**Exercise**.
Retype exactly the lines from the line with "Every instance of the tall" to the end of the data, keeping both boundary lines.

**Supplied data**.
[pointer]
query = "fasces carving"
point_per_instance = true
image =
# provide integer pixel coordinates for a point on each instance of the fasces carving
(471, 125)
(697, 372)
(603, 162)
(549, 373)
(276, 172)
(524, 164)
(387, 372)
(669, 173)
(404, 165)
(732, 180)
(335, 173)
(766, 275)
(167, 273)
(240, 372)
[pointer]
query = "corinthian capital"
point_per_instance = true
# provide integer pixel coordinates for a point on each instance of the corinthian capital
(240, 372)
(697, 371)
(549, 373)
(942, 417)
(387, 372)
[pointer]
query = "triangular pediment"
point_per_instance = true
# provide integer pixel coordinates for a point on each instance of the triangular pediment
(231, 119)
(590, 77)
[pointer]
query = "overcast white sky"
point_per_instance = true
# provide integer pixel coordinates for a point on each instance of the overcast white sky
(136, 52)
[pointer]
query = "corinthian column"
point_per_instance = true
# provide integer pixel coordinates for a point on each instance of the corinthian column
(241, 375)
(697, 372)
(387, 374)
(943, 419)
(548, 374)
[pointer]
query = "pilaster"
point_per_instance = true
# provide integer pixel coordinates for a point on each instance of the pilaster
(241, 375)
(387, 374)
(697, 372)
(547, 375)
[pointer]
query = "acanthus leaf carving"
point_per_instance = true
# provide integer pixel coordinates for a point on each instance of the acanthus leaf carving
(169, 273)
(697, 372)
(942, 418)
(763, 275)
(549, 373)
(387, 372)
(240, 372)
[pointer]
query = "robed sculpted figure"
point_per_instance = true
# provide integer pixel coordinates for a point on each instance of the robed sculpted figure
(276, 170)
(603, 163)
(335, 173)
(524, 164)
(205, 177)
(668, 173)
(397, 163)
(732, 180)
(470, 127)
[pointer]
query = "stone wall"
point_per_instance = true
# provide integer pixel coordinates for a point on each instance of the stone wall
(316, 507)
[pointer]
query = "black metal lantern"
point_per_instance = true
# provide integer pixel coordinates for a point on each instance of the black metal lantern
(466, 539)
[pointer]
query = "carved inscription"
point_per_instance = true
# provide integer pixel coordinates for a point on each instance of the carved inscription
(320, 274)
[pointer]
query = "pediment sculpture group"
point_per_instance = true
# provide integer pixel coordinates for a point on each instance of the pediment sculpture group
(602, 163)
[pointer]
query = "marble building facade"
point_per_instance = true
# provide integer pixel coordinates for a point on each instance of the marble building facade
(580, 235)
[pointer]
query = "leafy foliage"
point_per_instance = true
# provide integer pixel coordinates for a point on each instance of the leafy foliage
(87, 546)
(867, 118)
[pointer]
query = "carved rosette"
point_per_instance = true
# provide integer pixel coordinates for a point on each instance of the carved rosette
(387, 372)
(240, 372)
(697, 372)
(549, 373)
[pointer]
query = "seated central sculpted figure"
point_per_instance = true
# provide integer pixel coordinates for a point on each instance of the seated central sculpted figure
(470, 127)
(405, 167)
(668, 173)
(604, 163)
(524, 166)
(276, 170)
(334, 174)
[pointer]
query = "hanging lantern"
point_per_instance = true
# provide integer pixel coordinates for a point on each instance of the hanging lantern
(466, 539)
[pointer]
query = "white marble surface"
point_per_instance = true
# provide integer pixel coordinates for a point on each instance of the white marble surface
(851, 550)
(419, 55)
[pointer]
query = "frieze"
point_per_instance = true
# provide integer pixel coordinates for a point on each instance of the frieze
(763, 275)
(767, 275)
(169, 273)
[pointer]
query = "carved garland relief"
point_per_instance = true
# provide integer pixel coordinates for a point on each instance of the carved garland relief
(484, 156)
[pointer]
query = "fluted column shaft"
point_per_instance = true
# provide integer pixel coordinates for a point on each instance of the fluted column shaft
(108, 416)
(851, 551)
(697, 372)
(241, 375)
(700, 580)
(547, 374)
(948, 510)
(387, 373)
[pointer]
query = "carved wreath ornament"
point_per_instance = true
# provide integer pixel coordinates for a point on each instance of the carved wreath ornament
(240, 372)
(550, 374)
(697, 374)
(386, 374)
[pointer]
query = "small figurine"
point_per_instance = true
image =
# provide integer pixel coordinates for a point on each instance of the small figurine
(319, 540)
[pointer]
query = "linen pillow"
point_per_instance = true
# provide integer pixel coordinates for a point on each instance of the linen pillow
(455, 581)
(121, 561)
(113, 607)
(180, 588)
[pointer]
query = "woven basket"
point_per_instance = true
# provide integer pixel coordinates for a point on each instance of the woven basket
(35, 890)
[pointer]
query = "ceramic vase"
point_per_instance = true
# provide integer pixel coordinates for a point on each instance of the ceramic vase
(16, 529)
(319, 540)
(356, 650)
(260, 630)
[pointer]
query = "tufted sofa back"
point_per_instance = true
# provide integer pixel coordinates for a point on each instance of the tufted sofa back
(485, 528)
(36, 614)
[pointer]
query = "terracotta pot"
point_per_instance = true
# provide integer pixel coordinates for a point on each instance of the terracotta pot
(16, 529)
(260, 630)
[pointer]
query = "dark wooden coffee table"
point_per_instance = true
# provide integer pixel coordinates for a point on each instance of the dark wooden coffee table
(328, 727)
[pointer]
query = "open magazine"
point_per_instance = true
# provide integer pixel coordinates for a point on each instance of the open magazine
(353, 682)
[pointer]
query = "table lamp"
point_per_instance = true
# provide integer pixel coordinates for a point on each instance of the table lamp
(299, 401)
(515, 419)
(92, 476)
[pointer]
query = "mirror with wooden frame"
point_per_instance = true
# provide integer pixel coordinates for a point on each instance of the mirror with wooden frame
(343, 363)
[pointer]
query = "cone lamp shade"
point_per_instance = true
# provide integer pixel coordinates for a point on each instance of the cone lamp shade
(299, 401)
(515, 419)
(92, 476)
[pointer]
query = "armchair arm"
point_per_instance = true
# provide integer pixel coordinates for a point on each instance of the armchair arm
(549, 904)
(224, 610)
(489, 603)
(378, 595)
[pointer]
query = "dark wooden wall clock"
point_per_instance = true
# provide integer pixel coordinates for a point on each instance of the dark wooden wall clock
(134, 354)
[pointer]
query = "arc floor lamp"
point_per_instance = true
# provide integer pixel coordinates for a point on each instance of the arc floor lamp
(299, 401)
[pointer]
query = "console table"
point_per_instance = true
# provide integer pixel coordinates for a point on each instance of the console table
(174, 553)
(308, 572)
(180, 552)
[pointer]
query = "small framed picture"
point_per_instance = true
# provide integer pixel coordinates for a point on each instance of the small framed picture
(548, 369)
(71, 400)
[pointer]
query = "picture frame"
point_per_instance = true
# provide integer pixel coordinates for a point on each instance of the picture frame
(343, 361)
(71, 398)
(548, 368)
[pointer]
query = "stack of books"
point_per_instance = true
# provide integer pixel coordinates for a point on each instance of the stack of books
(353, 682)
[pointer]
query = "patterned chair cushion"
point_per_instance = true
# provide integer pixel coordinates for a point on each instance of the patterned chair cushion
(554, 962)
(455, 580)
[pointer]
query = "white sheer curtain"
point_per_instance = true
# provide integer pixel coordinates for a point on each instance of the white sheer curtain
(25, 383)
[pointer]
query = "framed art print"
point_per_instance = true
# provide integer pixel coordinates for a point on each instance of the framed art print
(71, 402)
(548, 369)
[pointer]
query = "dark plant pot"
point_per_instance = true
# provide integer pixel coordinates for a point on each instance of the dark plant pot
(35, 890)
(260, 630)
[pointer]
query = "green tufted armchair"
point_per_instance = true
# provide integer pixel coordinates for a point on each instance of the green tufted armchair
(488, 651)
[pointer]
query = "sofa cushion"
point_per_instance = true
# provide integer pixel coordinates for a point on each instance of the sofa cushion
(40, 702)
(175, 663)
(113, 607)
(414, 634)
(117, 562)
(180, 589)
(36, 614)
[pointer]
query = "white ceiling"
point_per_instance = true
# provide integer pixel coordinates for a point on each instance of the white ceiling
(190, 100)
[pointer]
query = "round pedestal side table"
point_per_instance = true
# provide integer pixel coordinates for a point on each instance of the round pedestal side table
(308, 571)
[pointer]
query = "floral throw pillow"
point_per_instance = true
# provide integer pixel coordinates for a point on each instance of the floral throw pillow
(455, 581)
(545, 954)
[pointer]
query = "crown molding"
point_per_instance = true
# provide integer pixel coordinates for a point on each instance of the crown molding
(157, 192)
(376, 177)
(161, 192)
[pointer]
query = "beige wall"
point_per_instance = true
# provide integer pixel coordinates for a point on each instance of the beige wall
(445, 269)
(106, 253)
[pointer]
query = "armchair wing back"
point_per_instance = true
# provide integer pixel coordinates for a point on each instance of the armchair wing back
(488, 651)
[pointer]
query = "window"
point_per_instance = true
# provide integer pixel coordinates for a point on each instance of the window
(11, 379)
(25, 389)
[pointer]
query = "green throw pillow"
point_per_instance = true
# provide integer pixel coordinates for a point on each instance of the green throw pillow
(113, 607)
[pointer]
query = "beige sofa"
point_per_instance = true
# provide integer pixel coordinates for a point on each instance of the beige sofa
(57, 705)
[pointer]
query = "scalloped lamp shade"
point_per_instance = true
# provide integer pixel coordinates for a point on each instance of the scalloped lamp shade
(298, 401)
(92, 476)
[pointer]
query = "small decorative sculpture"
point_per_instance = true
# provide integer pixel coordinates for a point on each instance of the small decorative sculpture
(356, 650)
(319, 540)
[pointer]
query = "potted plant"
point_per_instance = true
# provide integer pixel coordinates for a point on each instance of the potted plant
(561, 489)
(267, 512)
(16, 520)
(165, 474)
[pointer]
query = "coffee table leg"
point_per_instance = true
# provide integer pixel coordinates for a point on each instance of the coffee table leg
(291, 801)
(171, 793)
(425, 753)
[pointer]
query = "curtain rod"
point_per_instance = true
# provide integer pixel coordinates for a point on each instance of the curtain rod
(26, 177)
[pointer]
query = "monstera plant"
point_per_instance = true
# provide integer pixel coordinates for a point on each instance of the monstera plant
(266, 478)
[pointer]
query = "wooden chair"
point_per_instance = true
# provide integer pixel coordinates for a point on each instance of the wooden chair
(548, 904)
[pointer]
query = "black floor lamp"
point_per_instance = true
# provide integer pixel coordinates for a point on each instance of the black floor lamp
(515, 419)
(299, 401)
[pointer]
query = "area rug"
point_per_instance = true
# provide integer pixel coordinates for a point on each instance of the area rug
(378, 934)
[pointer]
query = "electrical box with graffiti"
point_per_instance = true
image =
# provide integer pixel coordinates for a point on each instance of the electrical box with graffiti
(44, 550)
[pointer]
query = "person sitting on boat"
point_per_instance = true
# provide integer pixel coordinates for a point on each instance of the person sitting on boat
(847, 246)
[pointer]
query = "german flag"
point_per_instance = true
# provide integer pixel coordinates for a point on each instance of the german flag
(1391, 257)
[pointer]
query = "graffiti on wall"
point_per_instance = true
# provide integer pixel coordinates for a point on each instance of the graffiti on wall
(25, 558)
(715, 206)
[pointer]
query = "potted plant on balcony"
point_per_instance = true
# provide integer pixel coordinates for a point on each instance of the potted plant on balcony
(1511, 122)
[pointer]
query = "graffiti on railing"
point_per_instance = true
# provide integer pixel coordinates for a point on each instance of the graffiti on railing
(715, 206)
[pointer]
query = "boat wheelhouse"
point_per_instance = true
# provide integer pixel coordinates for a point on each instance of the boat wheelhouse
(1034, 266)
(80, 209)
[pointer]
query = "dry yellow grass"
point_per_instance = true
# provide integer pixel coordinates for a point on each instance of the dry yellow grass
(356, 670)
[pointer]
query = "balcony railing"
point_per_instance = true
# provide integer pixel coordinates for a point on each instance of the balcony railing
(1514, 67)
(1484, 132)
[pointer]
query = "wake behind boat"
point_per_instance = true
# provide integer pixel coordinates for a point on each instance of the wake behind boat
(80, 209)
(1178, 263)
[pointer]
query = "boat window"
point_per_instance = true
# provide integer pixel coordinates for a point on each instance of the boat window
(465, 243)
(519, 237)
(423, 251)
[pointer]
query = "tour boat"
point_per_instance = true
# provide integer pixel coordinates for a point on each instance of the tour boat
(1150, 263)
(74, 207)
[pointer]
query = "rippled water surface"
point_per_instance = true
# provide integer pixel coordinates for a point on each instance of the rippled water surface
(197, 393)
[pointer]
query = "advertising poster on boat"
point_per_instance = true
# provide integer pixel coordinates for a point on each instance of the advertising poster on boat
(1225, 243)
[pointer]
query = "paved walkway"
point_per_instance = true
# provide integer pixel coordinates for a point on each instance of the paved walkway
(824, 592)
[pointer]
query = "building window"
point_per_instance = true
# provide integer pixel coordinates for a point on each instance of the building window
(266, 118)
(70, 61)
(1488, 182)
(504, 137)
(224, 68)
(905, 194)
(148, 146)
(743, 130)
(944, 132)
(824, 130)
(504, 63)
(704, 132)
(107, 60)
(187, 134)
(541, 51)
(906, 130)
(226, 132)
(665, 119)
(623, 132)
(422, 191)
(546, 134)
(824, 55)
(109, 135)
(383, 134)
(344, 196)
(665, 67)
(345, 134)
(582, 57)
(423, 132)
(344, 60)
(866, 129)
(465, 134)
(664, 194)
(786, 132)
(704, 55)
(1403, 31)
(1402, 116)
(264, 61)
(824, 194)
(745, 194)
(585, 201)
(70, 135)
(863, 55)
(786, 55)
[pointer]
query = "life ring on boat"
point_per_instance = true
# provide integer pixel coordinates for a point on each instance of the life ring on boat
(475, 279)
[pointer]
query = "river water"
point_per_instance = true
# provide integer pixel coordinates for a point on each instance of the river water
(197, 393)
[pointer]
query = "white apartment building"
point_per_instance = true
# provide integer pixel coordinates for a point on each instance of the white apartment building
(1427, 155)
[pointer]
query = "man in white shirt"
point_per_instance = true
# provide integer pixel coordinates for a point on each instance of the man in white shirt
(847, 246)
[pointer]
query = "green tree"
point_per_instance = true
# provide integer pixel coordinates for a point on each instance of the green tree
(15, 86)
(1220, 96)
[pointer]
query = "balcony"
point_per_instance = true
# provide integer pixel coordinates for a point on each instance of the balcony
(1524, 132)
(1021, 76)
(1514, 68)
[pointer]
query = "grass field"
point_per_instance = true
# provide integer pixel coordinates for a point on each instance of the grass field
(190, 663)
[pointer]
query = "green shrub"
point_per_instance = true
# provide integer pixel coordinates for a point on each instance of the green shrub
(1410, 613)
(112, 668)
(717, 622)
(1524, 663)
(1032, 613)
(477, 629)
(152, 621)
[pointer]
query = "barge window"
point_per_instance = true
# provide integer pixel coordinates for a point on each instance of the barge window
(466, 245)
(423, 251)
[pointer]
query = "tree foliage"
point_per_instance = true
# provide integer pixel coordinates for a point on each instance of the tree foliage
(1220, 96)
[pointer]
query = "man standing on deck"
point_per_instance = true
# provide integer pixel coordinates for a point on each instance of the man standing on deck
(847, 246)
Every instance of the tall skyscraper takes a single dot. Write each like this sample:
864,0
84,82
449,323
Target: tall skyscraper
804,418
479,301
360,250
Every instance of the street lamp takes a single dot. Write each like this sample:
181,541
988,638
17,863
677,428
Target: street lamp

**Response**.
Every instance of the tall skyscraper takes a single dot. Write each like this sample:
864,0
84,82
449,323
Target: tall skyscraper
804,418
479,301
360,250
Every instance of the street lamp takes a single dot. Write each like this sample:
181,541
988,638
17,863
677,428
Target: street lamp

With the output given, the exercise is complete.